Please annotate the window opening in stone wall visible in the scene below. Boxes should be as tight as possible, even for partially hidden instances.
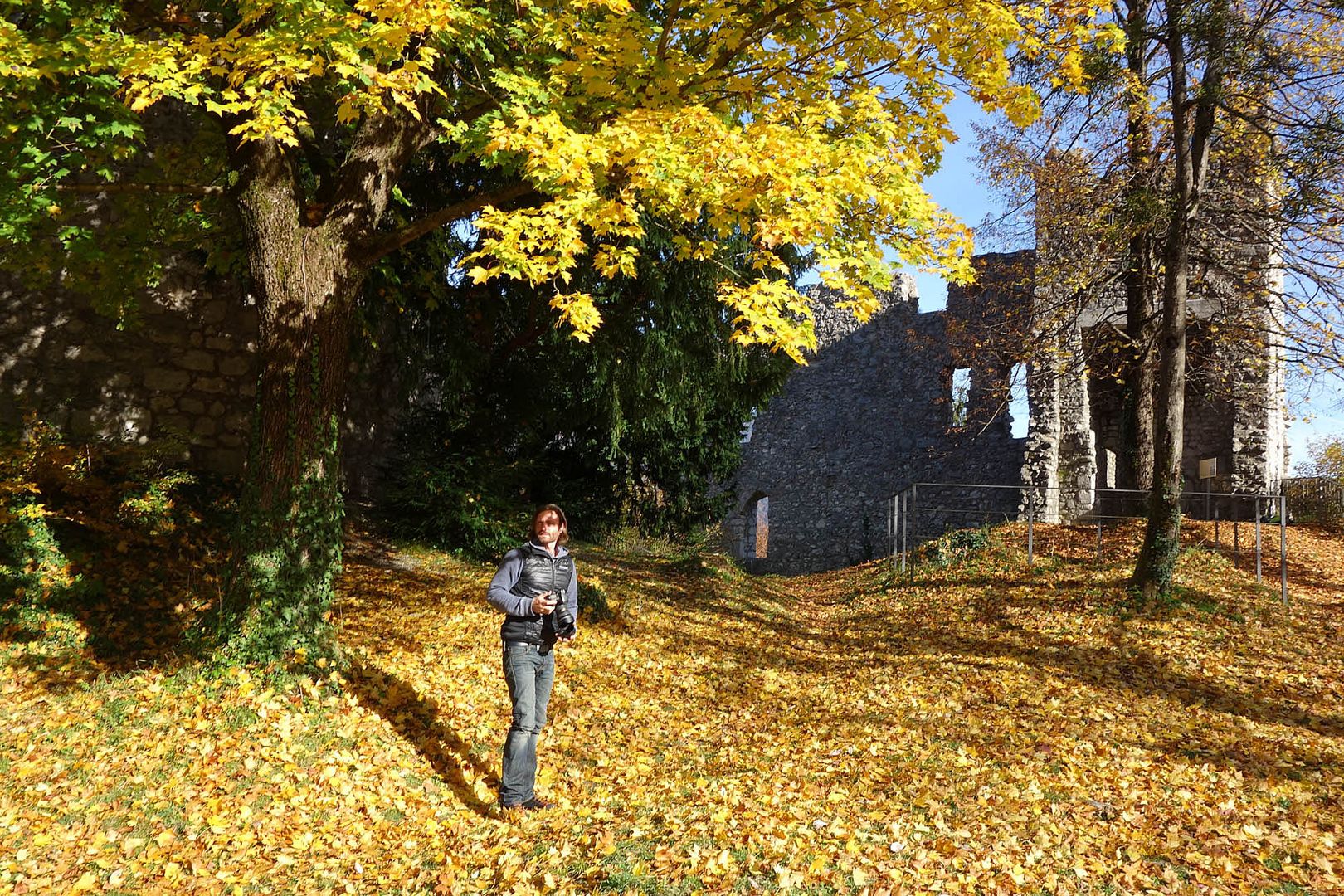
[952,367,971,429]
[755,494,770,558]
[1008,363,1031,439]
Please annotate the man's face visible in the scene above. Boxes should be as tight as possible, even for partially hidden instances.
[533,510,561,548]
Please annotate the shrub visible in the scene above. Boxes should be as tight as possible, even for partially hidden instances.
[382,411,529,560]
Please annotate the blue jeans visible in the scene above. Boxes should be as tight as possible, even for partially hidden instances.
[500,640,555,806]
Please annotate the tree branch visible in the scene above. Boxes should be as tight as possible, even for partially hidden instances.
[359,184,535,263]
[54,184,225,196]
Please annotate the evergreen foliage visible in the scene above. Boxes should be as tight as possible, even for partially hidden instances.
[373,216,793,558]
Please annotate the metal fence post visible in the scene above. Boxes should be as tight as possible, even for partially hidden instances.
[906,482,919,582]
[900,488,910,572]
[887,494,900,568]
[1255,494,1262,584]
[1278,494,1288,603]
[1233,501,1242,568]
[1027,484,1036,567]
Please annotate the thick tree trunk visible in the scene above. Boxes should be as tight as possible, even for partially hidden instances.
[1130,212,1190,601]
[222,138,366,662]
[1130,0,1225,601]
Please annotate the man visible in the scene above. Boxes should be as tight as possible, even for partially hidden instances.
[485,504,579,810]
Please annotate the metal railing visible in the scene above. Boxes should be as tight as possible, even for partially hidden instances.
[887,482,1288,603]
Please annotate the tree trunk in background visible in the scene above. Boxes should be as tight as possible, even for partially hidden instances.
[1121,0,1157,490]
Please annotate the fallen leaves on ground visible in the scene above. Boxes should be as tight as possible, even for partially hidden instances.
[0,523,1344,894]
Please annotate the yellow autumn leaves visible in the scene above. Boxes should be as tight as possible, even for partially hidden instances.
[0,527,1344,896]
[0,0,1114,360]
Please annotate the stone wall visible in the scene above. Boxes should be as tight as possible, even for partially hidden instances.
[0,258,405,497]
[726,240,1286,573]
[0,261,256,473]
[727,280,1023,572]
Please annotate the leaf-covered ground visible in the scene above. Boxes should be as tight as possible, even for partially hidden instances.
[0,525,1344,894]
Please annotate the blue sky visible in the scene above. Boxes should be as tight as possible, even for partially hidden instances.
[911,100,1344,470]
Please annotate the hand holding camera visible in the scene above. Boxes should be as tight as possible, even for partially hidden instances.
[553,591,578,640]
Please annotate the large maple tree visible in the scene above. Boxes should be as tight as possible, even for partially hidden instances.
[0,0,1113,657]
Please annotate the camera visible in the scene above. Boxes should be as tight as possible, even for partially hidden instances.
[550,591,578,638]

Work instructions:
Copy the rows from the one containing "Please annotate the large" through the last row, replacing "maple" with "oak" and leaving everything else unchanged.

Written answer:
Please annotate the large oak tree visible in the scene above. Boxes should be as tight as possible, even for partially hidden instances.
[0,0,1113,657]
Please annotate the camera visible in the scene above. Boxes should be as tight as possible, even for partially hidden instances.
[550,591,578,638]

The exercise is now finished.